- _YOUR GOAL_
Restate all of the data exactly.

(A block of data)
####
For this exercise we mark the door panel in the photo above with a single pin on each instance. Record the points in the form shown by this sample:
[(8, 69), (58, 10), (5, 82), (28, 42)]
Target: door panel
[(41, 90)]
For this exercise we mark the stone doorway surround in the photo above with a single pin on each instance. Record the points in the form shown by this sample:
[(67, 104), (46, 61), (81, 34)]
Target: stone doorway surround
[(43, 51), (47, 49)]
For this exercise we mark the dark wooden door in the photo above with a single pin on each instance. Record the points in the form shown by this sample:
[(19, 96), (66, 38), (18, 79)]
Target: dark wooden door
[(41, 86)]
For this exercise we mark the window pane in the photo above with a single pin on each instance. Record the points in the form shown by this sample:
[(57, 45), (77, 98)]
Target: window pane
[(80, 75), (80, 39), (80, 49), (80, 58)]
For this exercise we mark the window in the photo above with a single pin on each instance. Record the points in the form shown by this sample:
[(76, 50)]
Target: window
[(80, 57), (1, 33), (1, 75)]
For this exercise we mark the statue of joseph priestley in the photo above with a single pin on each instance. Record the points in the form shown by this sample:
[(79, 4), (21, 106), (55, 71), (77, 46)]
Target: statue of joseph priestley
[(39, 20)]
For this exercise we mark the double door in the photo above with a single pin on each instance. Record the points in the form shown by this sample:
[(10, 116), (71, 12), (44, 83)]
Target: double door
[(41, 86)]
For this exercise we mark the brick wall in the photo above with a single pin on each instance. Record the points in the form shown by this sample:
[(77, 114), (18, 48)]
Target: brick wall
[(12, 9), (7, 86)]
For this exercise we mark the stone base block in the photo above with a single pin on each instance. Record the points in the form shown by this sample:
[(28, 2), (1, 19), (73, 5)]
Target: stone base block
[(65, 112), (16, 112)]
####
- _OUTPUT_
For this exercise we mark the door panel in the photo above with a single pin on each instance. Record the points in the form shown by this sample:
[(8, 69), (58, 10), (5, 82), (28, 42)]
Target: door panel
[(41, 90)]
For this exercise we mark the stone doorway surround in the photo above with a single pin on each instance. Record the points in the form shown by this sample:
[(67, 104), (46, 61), (81, 34)]
Target: stone doorway surround
[(43, 51), (47, 49)]
For this exercise we mark the dark wooden door in the photo above with a single pin on each instance. Record the points in the form shown by this sample:
[(19, 96), (66, 38), (18, 79)]
Target: dark wooden door
[(41, 86)]
For this exercise we mark the window pane in the photo above with a single pin on each instance. Record the points in the form shown by this sample:
[(57, 45), (77, 98)]
Target: window pane
[(80, 75), (80, 39), (80, 49), (80, 58)]
For this exercise we mark the window in the photo above with a single pin on each instance. Record the points in the form shown by this sample:
[(76, 50)]
Target: window
[(80, 57), (1, 33), (1, 75)]
For this exercise we mark the statue of joseph priestley in the photo above with a single pin on each instance. Record the points in the form shown by this sample:
[(79, 4), (21, 106), (55, 71), (77, 46)]
Target: statue of joseph priestley
[(39, 20)]
For this exercise we mark the double door in the photo above with a single pin on each instance. Record the points in the form shown by this sample:
[(10, 116), (71, 12), (44, 83)]
Target: double door
[(41, 86)]
For this exercise we mark the brick wall in the photo above with a single pin on each instance. Record the points in the form shown by this sample:
[(77, 114), (18, 48)]
Target: brick wall
[(12, 9), (7, 86)]
For this exercise we mark the stone base block in the photo above with a single pin on each instance. Record the points in the form shown by this sample:
[(28, 2), (1, 19), (73, 5)]
Target: stone base block
[(65, 112), (16, 112)]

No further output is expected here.